WRITTEN INSTRUCTION A.
Shift every coordinate in the answers by adding 143 to each number, and write out again each line of the records from the line containing "Could you point out the green background" through the end of the records. Leave any other numbers in the wording unchanged, and omit the pictures.

SOURCE TEXT.
— start —

A main reason of being for a Master Data Management (MDM) solution is to provide a shared registry of every real-world party entity now matter in what application they are described and thereby ensuring consistency, uniqueness and other data quality dimensions.

When looking at product data, ERP applications must often be supplemented by other applications in order to handle detailed and specific topics.

ERP do dont product

Product data

Product Lifecycle Management (PLM) applications are becoming popular when enterprise units as R&D, product management and others have to be supported in handling the series of detailed events that takes place from when a new product is thought of for the first time all through that it is retired and even after that in the period where complaints and other events may occur. ERP applications can only properly handle the main status events as when the product is ready for sale for the first time, when sale is blocked and when the last piece is taken away from the inventory.

Product Information Management (PIM) applications are becoming popular when enterprise units as sales and marketing need to provide specific product data that varies between different product groups. Not at least the rise of ecommerce has driven a demand for providing very detailed and specific product information to support self-service selling. ERP applications are not built to cater for this complexity and the surrounding functionality.

— end —

Records held in a dataset
— start —

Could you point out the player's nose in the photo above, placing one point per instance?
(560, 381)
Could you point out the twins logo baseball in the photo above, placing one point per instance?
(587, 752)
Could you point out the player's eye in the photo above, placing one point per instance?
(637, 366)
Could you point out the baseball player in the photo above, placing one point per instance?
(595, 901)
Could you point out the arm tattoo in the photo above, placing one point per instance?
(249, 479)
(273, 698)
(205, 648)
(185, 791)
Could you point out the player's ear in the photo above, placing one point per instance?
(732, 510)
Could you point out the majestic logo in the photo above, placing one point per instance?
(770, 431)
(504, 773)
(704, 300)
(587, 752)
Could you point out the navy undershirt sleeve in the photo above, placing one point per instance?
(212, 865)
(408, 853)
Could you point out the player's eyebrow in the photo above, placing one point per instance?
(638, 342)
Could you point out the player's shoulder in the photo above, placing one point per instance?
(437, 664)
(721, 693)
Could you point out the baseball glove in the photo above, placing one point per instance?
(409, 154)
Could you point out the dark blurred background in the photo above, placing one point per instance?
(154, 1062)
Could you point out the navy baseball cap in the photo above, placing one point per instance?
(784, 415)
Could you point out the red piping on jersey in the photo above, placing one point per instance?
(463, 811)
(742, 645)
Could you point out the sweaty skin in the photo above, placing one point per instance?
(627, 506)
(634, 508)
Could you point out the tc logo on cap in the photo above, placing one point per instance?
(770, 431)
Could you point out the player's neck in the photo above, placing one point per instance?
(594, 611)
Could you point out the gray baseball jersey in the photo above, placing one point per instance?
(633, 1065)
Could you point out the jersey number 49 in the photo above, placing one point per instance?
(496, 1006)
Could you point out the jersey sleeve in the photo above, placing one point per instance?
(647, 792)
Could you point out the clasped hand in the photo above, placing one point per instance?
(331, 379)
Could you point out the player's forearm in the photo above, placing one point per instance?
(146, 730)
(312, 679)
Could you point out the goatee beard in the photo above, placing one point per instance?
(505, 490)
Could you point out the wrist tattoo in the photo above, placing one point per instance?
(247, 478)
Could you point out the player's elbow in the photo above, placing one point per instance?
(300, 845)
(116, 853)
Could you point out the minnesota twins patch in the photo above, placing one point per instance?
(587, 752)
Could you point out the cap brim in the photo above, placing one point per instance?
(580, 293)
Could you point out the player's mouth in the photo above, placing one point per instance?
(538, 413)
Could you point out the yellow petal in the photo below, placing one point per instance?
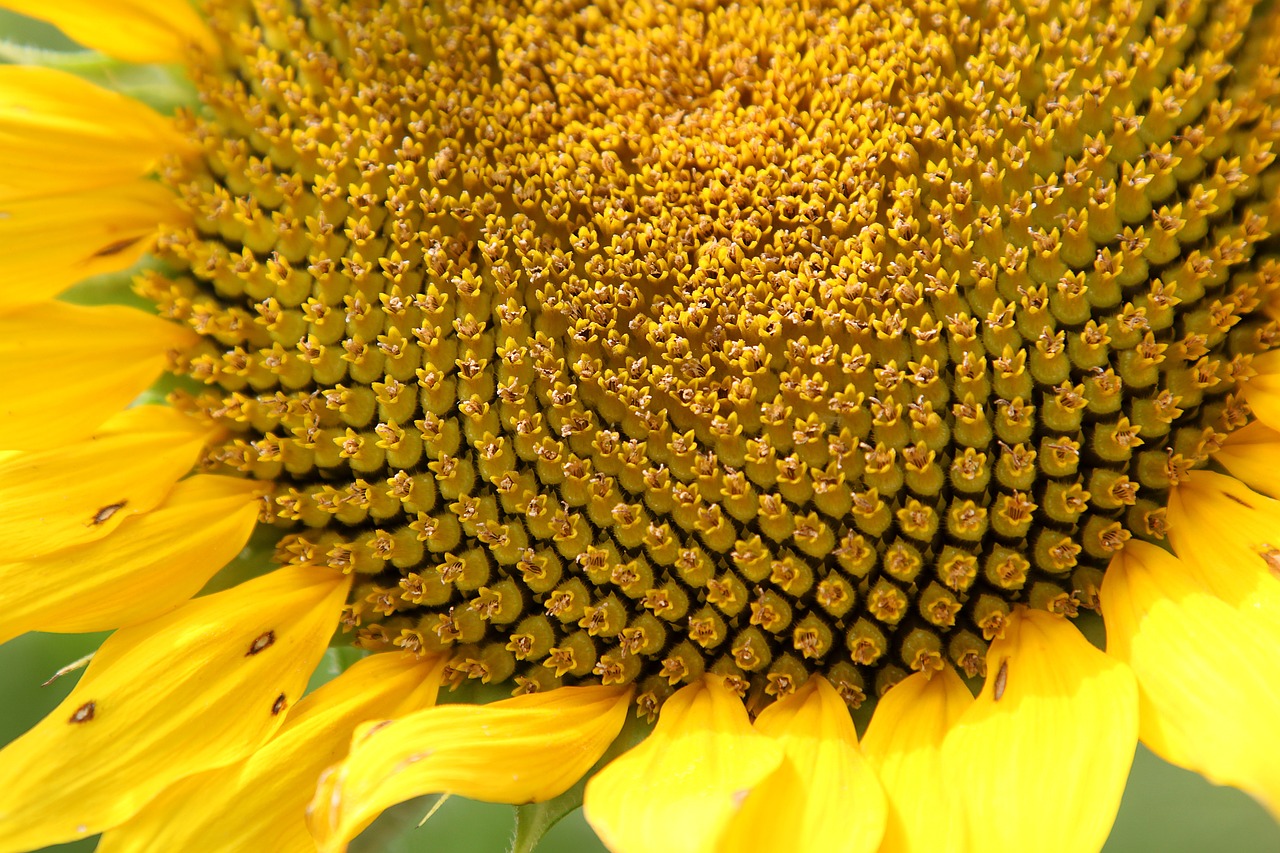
(260, 803)
(824, 798)
(1042, 755)
(195, 689)
(1252, 455)
(50, 242)
(1262, 391)
(904, 744)
(136, 31)
(69, 368)
(679, 790)
(1229, 536)
(1208, 674)
(151, 564)
(63, 497)
(69, 135)
(525, 749)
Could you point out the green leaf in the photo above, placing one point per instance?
(161, 87)
(534, 820)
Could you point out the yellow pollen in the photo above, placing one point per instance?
(630, 341)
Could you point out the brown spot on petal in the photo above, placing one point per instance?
(83, 714)
(1238, 500)
(261, 642)
(106, 512)
(1271, 556)
(117, 247)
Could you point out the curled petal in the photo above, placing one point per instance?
(1196, 656)
(904, 744)
(128, 576)
(1229, 536)
(68, 368)
(63, 497)
(49, 242)
(195, 689)
(824, 798)
(1043, 752)
(71, 135)
(679, 790)
(260, 802)
(517, 751)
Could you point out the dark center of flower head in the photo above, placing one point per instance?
(622, 342)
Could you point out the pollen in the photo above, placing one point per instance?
(612, 342)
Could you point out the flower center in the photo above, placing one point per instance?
(617, 342)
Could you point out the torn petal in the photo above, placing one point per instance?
(679, 790)
(1045, 749)
(260, 802)
(69, 368)
(525, 749)
(1194, 656)
(199, 688)
(128, 575)
(904, 744)
(58, 498)
(824, 798)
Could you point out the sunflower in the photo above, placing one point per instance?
(745, 369)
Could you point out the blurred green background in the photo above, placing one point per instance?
(1164, 808)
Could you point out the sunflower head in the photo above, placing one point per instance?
(627, 345)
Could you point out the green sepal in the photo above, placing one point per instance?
(534, 820)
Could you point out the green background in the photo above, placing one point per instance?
(1164, 808)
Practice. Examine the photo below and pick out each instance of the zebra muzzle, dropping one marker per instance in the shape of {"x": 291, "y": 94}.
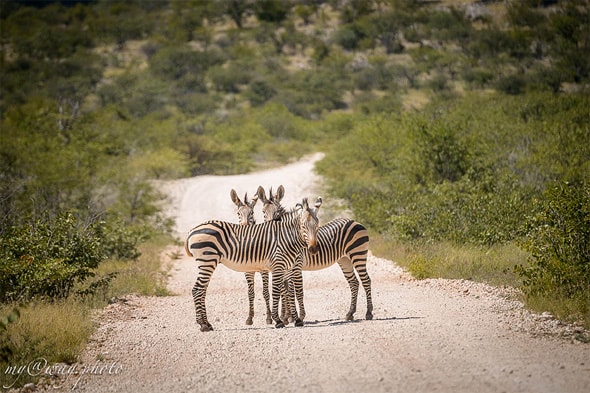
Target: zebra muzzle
{"x": 313, "y": 248}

— end —

WRITTEN INSTRUCTION B.
Retype the text on master and product data management word for word.

COMPLETE RESPONSE A.
Could you point out the green background in the photo above, placing one point per instance?
(1307, 951)
Practice. Examine the photo below and pick out each instance of the zebra muzzle, dropping one marker per instance in the shape of {"x": 291, "y": 94}.
Target: zebra muzzle
{"x": 456, "y": 391}

COMPLETE RESPONSE B.
A main reason of being for a Master Data Management (MDM) solution is to provide a shared registry of every real-world party entity now matter in what application they are described and thereby ensuring consistency, uniqueness and other data quality dimensions.

When looking at product data, ERP applications must often be supplemented by other applications in order to handle detailed and specific topics.

ERP do dont product

Product data

Product Lifecycle Management (PLM) applications are becoming popular when enterprise units as R&D, product management and others have to be supported in handling the series of detailed events that takes place from when a new product is thought of for the first time all through that it is retired and even after that in the period where complaints and other events may occur. ERP applications can only properly handle the main status events as when the product is ready for sale for the first time, when sale is blocked and when the last piece is taken away from the inventory.

Product Information Management (PIM) applications are becoming popular when enterprise units as sales and marketing need to provide specific product data that varies between different product groups. Not at least the rise of ecommerce has driven a demand for providing very detailed and specific product information to support self-service selling. ERP applications are not built to cater for this complexity and the surrounding functionality.